## INPUT DATA
----

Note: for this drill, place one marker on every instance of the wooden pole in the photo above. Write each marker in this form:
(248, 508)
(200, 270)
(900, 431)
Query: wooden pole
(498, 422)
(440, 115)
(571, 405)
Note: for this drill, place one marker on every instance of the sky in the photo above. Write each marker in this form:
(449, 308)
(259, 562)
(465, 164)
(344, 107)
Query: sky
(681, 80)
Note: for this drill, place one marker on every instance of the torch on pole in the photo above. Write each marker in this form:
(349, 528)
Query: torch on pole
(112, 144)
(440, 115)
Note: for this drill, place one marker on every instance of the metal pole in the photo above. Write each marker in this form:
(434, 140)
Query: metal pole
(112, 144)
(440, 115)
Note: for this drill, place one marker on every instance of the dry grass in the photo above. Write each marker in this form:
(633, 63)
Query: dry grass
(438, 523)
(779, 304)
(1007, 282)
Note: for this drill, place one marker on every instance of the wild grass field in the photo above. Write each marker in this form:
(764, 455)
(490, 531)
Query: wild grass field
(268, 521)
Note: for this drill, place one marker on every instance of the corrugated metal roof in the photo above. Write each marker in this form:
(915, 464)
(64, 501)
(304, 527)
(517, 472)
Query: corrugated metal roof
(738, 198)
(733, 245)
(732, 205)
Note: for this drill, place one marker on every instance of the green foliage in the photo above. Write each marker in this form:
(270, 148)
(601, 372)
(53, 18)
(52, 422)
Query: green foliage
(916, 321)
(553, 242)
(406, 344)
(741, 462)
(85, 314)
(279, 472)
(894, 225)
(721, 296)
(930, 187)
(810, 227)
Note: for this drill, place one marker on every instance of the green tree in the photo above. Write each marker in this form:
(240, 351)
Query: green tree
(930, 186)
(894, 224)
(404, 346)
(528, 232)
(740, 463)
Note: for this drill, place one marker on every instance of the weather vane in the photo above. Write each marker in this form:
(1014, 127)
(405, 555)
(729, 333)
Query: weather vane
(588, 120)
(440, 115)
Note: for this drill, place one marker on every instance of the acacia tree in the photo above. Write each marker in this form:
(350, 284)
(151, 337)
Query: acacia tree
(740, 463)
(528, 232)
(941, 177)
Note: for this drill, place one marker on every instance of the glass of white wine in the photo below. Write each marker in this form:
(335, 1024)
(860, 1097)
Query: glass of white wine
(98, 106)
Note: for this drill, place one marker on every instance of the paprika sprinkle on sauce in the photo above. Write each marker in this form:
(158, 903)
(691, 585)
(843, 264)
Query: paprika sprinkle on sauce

----

## EXERCISE BRIEF
Retype only the lines above between the line with "of the torch" and the line with "the green foliage", counting those two lines as well, and keep every character as it is.

## TASK OUTPUT
Note: for this drill, place one marker on every instance of the torch on pole in the photo above. Write each marker in this form:
(349, 528)
Query: torch on pole
(112, 144)
(440, 115)
Note: for this drill, place one marker on every instance of the metal pole in the photo above. Write each marker in this form:
(434, 140)
Query: metal pole
(112, 144)
(440, 115)
Note: for this drill, place one marker on every instance of the dry grass in the photo above. Write each marker in this form:
(633, 63)
Query: dry grass
(438, 523)
(779, 304)
(1007, 282)
Note: for this drill, place one marker on every instance of the wild grass field in the photo above. Write each marker in this form:
(764, 455)
(490, 531)
Query: wild grass field
(268, 521)
Note: for this drill, place one marker on every instance of the corrugated metal roof in the photo above. Write each marker in this form:
(915, 464)
(64, 501)
(304, 527)
(517, 472)
Query: corrugated metal roof
(738, 198)
(733, 245)
(732, 205)
Note: for this drill, place one marker on every instance of the green foliage in the photo above. Write each marker in this form:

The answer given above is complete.